PASSAGE:
::::::
Savageminds Summer Reading Circle
To celebrate Savagemind’s one year anniversary I’d like to try to implement an idea that we’ve thrown around on the site for some time — a reading group. I’m hoping this will really take off since it is now summer and perhaps we have free time?
Unless any of the other Minds object or have some other ideas, I’d like to propose we proceed as following: I’ll keep checking this post for a week — in the comments please provide lists of books you’d like to read with us. So far the two books that have been suggested have been
Worker in the Cane, Sydney Mintz
Global Shadows: Africa in the Neoliberal World, James Ferguson
Please leave other suggestions. After 27 -March- May I’ll make a decision about which of the books we should read based on the discussion we’ll have in the comments here. I’ll then give people a week or two to get the book. After that we can read one chapter a week. At the beginning of the week I’ll post some thoughts and then we can discuss in the comments. I’ve tried this sort of arrangement in real life and I find one chapter a week to be pretty doable. At this speed we can get through it in time to get ready for the fall.
::::::
RECORDED DATA:
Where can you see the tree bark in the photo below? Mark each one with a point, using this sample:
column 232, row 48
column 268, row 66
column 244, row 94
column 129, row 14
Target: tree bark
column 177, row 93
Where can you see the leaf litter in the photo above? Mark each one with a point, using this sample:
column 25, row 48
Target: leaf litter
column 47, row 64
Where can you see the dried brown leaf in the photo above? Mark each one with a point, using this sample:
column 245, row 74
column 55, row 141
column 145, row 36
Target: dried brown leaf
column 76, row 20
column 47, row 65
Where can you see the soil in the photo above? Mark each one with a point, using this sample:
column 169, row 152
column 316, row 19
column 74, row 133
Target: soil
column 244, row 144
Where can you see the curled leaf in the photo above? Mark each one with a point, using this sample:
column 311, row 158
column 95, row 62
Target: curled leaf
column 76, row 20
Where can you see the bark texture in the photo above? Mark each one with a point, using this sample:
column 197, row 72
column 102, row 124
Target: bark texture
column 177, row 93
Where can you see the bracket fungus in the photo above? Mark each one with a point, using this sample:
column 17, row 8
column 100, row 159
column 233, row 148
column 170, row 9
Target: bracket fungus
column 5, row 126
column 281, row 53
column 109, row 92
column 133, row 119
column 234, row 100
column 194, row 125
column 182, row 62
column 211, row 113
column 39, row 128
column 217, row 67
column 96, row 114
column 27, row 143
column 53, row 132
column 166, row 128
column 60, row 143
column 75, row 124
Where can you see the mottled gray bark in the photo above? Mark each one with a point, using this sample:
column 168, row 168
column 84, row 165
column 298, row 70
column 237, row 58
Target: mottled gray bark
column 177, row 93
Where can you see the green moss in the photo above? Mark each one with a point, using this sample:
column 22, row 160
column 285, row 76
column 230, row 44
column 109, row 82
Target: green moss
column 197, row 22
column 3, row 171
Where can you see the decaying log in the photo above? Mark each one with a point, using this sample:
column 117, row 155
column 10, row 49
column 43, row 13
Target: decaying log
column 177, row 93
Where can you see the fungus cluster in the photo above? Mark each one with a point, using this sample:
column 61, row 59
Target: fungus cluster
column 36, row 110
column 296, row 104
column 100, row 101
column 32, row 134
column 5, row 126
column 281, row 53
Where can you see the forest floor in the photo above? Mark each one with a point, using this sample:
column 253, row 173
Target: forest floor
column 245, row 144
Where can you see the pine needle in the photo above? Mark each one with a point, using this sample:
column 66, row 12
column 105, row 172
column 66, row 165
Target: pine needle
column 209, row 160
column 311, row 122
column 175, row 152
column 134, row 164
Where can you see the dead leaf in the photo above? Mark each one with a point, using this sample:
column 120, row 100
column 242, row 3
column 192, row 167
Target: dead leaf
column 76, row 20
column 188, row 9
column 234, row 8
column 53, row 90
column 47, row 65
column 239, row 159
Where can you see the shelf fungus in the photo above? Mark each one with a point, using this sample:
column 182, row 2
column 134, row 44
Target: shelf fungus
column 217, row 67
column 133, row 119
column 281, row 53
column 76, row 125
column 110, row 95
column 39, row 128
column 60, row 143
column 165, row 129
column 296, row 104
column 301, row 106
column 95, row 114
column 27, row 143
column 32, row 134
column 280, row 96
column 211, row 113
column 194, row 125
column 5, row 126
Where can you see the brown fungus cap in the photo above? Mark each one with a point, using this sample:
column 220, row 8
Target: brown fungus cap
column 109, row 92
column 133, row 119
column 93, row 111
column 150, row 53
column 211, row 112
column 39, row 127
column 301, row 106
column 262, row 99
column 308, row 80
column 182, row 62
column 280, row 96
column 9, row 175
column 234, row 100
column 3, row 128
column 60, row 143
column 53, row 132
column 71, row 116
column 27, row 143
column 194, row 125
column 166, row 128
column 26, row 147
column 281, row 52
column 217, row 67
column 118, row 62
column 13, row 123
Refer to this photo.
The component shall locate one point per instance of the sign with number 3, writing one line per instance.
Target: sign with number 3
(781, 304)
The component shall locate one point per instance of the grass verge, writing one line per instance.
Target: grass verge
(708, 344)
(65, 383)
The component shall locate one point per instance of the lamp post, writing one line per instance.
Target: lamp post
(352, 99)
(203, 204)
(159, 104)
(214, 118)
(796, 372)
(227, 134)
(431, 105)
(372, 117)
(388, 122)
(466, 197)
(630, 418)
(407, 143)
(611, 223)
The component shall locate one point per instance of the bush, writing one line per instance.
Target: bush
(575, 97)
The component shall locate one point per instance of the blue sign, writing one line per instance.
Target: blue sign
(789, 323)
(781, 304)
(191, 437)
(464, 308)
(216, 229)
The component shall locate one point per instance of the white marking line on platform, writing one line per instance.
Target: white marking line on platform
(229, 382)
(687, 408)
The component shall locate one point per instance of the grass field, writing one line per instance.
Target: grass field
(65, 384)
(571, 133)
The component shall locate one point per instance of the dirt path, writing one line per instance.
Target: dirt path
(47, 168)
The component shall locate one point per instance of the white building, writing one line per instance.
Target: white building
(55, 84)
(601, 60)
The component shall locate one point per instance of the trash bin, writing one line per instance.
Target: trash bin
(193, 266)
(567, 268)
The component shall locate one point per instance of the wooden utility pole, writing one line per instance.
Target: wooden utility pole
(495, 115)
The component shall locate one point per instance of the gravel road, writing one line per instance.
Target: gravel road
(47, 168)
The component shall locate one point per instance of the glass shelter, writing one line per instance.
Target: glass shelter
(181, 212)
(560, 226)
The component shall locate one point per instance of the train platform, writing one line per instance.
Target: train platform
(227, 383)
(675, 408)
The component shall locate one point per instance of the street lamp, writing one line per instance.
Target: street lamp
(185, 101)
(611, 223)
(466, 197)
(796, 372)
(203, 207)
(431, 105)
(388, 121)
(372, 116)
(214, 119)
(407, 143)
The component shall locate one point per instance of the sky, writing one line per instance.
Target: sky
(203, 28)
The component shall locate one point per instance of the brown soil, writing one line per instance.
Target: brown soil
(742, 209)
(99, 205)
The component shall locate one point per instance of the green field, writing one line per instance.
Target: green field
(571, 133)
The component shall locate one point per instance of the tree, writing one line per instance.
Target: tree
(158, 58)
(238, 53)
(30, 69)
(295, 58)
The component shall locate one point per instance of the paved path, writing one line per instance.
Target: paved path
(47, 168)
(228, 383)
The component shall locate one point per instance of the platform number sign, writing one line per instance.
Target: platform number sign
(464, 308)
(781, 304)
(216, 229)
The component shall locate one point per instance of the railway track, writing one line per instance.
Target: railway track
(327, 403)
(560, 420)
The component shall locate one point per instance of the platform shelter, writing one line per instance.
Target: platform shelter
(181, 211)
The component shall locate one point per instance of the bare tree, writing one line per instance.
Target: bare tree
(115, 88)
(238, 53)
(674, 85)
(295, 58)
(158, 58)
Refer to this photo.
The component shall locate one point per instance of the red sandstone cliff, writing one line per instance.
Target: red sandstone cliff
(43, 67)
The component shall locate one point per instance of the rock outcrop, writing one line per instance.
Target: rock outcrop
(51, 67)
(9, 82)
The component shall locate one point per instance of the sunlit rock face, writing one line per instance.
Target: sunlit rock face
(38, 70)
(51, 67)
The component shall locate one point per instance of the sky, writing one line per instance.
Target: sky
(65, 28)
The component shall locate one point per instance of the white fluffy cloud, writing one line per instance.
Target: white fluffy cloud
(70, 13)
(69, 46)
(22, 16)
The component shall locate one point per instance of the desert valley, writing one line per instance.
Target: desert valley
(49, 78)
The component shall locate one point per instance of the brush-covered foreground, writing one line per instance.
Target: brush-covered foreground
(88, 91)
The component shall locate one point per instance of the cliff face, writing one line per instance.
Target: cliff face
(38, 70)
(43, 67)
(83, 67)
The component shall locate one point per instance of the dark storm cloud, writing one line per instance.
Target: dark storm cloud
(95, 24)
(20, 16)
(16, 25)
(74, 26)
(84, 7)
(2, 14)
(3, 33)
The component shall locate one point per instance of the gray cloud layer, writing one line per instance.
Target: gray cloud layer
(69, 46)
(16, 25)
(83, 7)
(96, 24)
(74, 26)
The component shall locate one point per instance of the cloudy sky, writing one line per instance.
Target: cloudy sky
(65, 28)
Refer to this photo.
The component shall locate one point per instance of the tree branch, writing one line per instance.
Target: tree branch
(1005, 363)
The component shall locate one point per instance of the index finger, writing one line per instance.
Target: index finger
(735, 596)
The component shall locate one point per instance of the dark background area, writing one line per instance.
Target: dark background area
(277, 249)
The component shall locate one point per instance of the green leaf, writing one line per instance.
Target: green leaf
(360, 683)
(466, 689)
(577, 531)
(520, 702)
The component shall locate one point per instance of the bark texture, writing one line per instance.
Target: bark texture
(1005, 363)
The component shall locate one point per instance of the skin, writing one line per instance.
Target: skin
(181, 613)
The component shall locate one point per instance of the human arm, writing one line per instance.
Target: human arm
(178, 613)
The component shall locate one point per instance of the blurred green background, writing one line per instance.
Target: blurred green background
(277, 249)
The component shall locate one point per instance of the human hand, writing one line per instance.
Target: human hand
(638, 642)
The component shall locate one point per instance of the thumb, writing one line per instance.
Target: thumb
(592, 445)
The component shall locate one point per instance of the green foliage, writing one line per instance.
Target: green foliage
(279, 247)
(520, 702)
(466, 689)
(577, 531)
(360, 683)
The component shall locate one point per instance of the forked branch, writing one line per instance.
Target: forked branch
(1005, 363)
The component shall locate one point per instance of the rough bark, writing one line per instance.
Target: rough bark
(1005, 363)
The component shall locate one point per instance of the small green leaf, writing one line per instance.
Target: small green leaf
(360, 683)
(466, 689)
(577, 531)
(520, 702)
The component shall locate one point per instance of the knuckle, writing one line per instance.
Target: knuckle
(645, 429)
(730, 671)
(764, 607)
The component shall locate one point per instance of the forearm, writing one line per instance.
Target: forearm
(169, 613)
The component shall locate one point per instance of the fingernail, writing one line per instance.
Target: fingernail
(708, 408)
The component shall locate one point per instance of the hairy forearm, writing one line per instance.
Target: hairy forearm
::::::
SHORT EXERCISE 1: Quote the reading circle post from "Savageminds Summer Reading" up to and including "have free time?".
SHORT EXERCISE 2: List, in the order given, the steps the reading circle post proposes for running the group.
The rows have no connection to the reading circle post.

COMPLETE OUTPUT 1:
Savageminds Summer Reading Circle
To celebrate Savagemind’s one year anniversary I’d like to try to implement an idea that we’ve thrown around on the site for some time — a reading group. I’m hoping this will really take off since it is now summer and perhaps we have free time?

COMPLETE OUTPUT 2:
1. Check the post for a week while people leave comments listing books they would like to read.
2. After 27 May, decide which book to read, based on the discussion in the comments.
3. Give people a week or two to get the book.
4. Read one chapter a week.
5. At the beginning of each week, post some thoughts, and then discuss in the comments.